-- What you need to do --
The line containing "of the street" marks where copying starts, so set down that line and each one after it exactly, through the end of the records.

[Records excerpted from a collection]
*** Begin section ***
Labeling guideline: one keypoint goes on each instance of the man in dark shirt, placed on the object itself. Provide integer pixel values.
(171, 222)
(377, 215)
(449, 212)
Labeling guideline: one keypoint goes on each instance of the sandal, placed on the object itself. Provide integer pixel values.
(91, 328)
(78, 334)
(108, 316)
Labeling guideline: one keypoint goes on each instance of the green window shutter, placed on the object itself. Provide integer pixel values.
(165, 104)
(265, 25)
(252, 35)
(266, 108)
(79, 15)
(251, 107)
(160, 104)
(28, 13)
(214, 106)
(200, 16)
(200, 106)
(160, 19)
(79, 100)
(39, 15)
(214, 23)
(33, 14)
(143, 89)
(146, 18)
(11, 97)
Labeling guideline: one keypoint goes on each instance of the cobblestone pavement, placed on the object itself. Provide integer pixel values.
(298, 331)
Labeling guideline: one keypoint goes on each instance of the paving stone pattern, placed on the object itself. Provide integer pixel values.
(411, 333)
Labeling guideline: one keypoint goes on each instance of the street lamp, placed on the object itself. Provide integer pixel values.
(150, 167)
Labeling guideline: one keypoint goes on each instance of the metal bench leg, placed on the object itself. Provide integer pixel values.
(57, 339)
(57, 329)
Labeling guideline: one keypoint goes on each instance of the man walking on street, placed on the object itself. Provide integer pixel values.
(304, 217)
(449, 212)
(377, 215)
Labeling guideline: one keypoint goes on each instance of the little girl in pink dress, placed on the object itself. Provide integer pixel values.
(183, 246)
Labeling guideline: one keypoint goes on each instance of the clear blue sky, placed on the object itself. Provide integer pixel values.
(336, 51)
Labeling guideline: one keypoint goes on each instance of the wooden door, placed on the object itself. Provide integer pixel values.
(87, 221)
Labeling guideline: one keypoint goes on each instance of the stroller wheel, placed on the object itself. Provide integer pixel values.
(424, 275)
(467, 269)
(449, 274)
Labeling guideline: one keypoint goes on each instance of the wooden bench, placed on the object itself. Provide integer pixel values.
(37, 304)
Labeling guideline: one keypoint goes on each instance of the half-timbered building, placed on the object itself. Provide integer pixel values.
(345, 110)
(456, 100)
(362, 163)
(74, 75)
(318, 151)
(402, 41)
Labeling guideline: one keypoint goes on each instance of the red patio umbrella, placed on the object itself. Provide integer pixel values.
*** End section ***
-- Answer space --
Labeling guideline: one keypoint goes on each instance of the street lamp, placed on the object itself. Provide integer pixel values.
(150, 167)
Labeling guideline: one keypoint goes on each instance of the metal bench leg, placed on the object itself. Provide integer pixel values.
(57, 339)
(57, 329)
Labeling guideline: one keypoint goes on each instance of the man walking on street, placed on the object itself. Provide integer pixel values.
(304, 217)
(449, 212)
(377, 215)
Labeling guideline: one keypoint goes on each instance of the little girl in pink dress, placed on the object itself. Provide integer pixel values.
(183, 246)
Labeling guideline: one keypoint goes on each instance of the clear blue sky, placed on the object itself. Provide integer pixel values.
(336, 51)
Labeling guideline: one keypoint goes on each instance of the wooden door, placed on the object itself. Provide integer pixel values.
(87, 221)
Labeling guideline: one keypoint goes on each instance of the stroller wheel, placed on the object itself. Provide integer pixel values.
(424, 275)
(467, 269)
(449, 274)
Labeling guideline: one keypoint goes on each instance of the wooden bench, placed on the object itself. Provide integer pixel values.
(37, 304)
Labeling guideline: one keypoint goes on each instance of the half-timbered building, placed on the object itself. Provide integer pixel values.
(345, 110)
(456, 100)
(362, 163)
(74, 75)
(318, 151)
(402, 41)
Labeling guideline: one keypoint goes on each instance of the red patio umbrella, placed on the object itself. Provide integer pixel values.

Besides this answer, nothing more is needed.